§ Work to complete
The answer must consist of every line from the data that holds the string "positive".

Stored data entries:

<<<<

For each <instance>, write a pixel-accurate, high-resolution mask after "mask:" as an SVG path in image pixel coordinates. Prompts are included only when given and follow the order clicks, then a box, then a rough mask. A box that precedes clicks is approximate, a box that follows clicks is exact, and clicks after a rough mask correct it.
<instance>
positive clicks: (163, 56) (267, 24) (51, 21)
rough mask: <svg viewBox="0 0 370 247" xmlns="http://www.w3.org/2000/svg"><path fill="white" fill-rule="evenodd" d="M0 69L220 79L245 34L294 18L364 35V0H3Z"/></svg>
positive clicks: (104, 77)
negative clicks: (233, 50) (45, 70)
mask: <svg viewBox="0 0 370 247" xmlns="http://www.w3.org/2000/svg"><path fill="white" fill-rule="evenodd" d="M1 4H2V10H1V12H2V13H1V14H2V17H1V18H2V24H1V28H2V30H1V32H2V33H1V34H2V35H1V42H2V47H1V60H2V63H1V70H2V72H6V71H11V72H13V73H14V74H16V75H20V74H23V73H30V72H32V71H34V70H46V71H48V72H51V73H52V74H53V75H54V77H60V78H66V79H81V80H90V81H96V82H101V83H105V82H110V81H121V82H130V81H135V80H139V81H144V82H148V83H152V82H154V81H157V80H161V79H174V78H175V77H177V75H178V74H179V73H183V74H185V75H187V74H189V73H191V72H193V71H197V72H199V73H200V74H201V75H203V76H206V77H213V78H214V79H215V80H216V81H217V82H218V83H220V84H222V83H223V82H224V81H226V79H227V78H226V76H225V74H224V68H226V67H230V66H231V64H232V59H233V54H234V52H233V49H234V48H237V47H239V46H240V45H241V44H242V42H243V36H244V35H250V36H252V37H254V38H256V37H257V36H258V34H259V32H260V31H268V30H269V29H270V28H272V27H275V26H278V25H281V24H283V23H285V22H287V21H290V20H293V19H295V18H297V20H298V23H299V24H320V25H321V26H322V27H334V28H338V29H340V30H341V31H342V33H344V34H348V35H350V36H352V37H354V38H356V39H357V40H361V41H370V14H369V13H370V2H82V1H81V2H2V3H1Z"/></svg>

>>>>

§ Exercise answer
positive clicks: (163, 56) (267, 24) (51, 21)
positive clicks: (104, 77)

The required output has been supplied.